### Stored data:
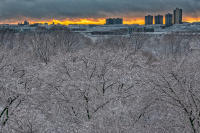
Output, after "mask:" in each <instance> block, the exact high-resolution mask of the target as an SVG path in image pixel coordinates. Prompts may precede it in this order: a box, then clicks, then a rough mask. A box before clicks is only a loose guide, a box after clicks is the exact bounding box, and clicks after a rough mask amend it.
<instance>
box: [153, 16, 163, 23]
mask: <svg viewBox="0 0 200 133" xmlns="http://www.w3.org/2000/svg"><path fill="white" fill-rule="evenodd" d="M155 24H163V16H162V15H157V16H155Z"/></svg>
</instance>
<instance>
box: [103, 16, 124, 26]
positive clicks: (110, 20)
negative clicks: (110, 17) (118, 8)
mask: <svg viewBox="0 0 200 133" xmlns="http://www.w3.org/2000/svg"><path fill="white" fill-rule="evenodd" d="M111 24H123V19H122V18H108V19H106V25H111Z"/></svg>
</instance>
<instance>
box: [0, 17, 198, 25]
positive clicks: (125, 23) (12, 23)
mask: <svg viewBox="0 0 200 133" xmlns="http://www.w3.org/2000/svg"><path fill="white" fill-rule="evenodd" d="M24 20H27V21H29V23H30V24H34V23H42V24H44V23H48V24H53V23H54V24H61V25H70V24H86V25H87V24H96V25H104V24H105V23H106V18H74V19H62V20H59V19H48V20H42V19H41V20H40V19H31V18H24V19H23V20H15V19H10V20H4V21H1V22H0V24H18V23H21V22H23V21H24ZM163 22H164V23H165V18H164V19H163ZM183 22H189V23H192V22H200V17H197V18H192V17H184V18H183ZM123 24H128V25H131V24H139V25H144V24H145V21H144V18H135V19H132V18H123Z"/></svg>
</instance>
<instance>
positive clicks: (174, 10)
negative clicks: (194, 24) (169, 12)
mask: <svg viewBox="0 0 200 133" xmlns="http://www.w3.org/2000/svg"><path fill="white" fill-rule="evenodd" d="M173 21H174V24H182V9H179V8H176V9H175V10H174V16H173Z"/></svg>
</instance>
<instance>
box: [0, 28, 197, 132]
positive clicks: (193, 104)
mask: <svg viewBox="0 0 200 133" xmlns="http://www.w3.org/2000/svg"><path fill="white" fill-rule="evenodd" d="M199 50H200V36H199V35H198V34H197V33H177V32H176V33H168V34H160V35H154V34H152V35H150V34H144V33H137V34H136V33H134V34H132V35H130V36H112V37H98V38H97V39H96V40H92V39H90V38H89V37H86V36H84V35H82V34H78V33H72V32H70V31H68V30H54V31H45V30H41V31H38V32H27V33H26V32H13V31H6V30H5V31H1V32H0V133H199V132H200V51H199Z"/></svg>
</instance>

### Exercise directions:
Find each line in the entries that contains the string "negative", and copy those lines out.

### Reply:
negative clicks: (110, 17) (118, 8)
negative clicks: (194, 24) (169, 12)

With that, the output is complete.